# Problem to solve:
Reproduce every one of the lines below word for word, and leave the pictures out of your answer.

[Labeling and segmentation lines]
------------------------------------------------------------

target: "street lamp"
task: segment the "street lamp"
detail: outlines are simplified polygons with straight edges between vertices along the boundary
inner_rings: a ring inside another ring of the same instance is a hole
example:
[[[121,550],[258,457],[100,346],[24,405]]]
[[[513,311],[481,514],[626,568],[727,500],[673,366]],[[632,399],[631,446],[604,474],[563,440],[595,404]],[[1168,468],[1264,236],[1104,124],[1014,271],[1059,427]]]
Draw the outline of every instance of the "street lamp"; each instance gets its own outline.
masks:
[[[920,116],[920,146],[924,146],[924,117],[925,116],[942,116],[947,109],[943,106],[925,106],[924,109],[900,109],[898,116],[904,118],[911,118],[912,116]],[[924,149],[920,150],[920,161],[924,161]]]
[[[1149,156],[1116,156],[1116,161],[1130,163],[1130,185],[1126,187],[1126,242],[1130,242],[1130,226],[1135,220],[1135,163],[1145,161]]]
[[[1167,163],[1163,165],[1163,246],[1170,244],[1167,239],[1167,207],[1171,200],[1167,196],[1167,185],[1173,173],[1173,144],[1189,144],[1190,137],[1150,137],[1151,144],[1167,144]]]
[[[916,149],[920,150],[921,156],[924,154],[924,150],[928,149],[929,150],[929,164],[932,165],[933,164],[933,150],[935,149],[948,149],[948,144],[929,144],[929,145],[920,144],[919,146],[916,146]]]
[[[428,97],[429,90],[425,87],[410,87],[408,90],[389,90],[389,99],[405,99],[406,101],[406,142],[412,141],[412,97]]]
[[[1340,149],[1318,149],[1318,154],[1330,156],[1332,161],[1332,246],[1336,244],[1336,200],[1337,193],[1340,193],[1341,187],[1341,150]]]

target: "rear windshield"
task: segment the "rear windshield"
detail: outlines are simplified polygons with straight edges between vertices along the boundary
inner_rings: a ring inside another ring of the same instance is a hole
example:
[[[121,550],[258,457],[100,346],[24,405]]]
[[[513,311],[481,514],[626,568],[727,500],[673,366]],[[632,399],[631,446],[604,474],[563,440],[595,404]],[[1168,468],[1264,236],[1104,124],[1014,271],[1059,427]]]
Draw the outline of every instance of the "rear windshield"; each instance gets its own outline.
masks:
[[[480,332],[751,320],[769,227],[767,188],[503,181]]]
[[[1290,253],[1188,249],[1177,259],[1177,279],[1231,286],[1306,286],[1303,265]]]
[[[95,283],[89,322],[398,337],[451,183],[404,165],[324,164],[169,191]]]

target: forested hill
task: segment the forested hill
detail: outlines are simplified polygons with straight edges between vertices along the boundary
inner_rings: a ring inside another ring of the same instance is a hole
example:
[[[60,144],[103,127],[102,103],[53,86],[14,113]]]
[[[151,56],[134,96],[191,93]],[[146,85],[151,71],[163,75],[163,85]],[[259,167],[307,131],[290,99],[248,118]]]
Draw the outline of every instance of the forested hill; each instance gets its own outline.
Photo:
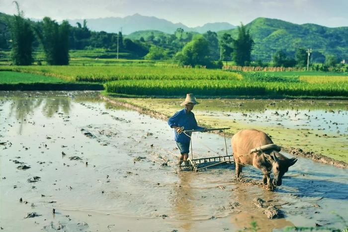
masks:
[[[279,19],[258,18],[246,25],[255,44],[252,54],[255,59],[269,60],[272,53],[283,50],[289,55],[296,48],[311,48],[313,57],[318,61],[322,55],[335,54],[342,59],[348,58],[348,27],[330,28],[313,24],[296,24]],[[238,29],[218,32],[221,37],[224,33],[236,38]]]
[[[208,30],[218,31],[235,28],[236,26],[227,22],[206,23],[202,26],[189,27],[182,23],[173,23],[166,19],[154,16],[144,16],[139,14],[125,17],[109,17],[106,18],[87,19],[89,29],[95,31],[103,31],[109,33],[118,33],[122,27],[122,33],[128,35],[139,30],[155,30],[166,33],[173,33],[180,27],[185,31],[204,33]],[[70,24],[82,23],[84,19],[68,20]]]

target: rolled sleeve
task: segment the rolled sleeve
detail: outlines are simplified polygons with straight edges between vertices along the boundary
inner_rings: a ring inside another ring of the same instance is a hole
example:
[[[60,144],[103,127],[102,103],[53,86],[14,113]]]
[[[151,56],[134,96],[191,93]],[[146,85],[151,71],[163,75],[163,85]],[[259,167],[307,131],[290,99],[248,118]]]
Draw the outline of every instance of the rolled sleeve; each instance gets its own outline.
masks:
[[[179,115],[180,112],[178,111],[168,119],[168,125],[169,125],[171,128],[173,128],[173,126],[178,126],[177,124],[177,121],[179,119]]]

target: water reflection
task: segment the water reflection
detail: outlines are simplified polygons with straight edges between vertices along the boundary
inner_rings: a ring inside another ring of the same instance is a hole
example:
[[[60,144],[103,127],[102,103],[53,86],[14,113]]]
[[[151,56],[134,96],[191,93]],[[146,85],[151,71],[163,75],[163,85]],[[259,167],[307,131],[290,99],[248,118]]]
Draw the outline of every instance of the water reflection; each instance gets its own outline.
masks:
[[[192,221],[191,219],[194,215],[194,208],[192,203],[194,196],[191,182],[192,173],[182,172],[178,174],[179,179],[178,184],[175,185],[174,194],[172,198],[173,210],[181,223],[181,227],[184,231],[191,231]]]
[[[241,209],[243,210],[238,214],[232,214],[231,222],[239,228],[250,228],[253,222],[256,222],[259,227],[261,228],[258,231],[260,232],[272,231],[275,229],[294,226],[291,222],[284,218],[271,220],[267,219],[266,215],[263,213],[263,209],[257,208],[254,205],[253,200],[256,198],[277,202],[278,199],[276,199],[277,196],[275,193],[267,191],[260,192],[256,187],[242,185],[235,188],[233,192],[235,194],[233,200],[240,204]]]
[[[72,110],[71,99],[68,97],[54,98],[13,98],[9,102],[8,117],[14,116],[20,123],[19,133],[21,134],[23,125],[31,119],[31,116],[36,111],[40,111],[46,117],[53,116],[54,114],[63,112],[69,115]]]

------------------------------------------------------------

# Output for this exercise:
target: "street lamp"
task: segment the "street lamp"
detail: outlines are simplified polygons with straight edges between vertices along the boundary
inner_rings: a ring inside another ring of the same instance is a hole
example:
[[[121,550],[258,457],[100,346],[24,405]]]
[[[513,311],[481,514],[626,568],[727,500],[673,366]],[[632,399],[631,446],[604,474],[563,440],[595,404]],[[1168,468],[1264,236],[1104,124],[1014,271],[1059,427]]]
Draw the outline of every instance of the "street lamp"; each instance gets its own outline.
masks:
[[[920,116],[920,146],[924,146],[924,117],[925,116],[942,116],[947,109],[943,106],[925,106],[924,109],[900,109],[898,116],[904,118],[911,118],[912,116]],[[924,149],[920,150],[920,161],[924,161]]]
[[[1149,156],[1116,156],[1116,161],[1130,163],[1130,185],[1126,187],[1126,242],[1130,242],[1130,226],[1135,220],[1135,163],[1145,161]]]
[[[1167,163],[1163,165],[1163,246],[1170,244],[1167,239],[1167,207],[1171,200],[1167,196],[1167,185],[1173,173],[1173,144],[1189,144],[1190,137],[1150,137],[1151,144],[1167,144]]]
[[[916,149],[920,150],[921,156],[924,154],[924,150],[928,149],[929,150],[929,164],[932,165],[933,164],[933,150],[935,149],[948,149],[948,144],[929,144],[929,145],[920,144],[919,146],[916,146]]]
[[[428,97],[429,90],[425,87],[410,87],[408,90],[389,90],[389,99],[405,99],[406,101],[406,142],[412,141],[412,97]]]
[[[1340,149],[1318,149],[1318,154],[1330,156],[1332,161],[1332,246],[1336,244],[1336,200],[1337,193],[1340,193],[1341,187],[1341,150]]]

target: "rear windshield"
task: segment the "rear windshield"
detail: outlines are simplified polygons with straight edges between vertices along the boundary
inner_rings: a ring inside another ring of the same instance is a hole
example:
[[[121,550],[258,457],[100,346],[24,405]]]
[[[513,311],[481,514],[626,568],[727,500],[673,366]],[[632,399],[631,446],[604,474],[563,440],[595,404]],[[1168,468],[1264,236],[1104,124],[1014,271],[1059,427]]]
Draw the outline of every instance of the "rear windshield"; each instance gets its own outline.
masks:
[[[480,332],[751,320],[769,227],[767,188],[503,181]]]
[[[1290,253],[1188,249],[1177,259],[1177,279],[1231,286],[1306,286],[1303,265]]]
[[[95,283],[89,322],[398,337],[451,183],[404,165],[324,164],[169,191]]]

target: forested hill
task: segment the forested hill
detail: outlines are simplified polygons with straight edges between vertices along the boundary
inner_rings: a ring inside another ring of the same instance is a hole
example:
[[[60,144],[103,127],[102,103],[53,86],[14,113]]]
[[[151,56],[134,96],[191,93]],[[146,85],[151,71],[163,75],[163,85]],[[259,167],[307,131],[290,99],[248,118]]]
Draw the outline of every instance of the forested hill; each instance gets its own outline.
Photo:
masks:
[[[279,19],[258,18],[246,25],[255,44],[252,54],[255,59],[269,60],[272,53],[283,50],[289,55],[296,48],[311,48],[313,57],[318,61],[322,55],[335,54],[342,59],[348,58],[348,27],[330,28],[313,24],[296,24]],[[238,29],[218,32],[221,37],[224,33],[236,38]]]
[[[208,30],[218,31],[235,28],[236,26],[227,22],[206,23],[202,26],[189,27],[182,23],[173,23],[166,19],[154,16],[144,16],[139,14],[125,17],[109,17],[106,18],[87,19],[89,29],[95,31],[103,31],[109,33],[118,33],[122,27],[122,33],[128,35],[139,30],[155,30],[166,33],[173,33],[180,27],[185,31],[204,33]],[[70,24],[82,23],[84,19],[68,20]]]

target: rolled sleeve
task: segment the rolled sleeve
detail: outlines are simplified polygons with straight edges between vertices along the boundary
inner_rings: a ring inside another ring of the same instance is a hole
example:
[[[60,144],[103,127],[102,103],[53,86],[14,113]]]
[[[151,56],[134,96],[191,93]],[[146,85],[151,71],[163,75],[163,85]],[[259,167],[307,131],[290,99],[248,118]]]
Draw the outline of every instance of the rolled sleeve; each instance gets its own outline.
masks:
[[[179,115],[180,112],[178,111],[168,119],[168,125],[169,125],[171,128],[173,128],[173,126],[178,126],[177,124],[177,121],[179,119]]]

target: water reflection
task: segment the water reflection
detail: outlines are simplified polygons with straight edges between vertices along the boundary
inner_rings: a ring inside another ring of the same instance is a hole
example:
[[[60,144],[103,127],[102,103],[53,86],[14,113]]]
[[[151,56],[134,96],[191,93]],[[146,85],[151,71],[163,75],[163,85]],[[259,167],[307,131],[290,99],[248,118]]]
Draw the outline of every instance of the water reflection; each instance gets its own outline.
masks:
[[[192,221],[191,219],[194,215],[194,208],[192,203],[194,196],[191,182],[192,173],[182,172],[178,174],[179,179],[178,184],[175,185],[174,194],[172,198],[173,210],[181,223],[181,227],[184,231],[191,231]]]
[[[241,209],[243,210],[238,214],[232,214],[231,222],[239,228],[250,228],[253,222],[256,222],[259,227],[261,228],[258,231],[260,232],[272,231],[275,229],[294,226],[291,222],[284,218],[271,220],[267,219],[266,215],[263,213],[263,209],[257,208],[254,205],[253,200],[256,198],[277,202],[278,199],[276,199],[277,196],[275,193],[267,191],[260,192],[256,187],[242,185],[235,188],[233,192],[235,194],[233,200],[240,204]]]
[[[72,110],[71,99],[68,97],[54,98],[13,98],[9,102],[8,117],[14,116],[20,123],[19,133],[21,134],[23,125],[31,119],[31,116],[36,111],[40,111],[46,117],[53,116],[54,114],[63,112],[69,115]]]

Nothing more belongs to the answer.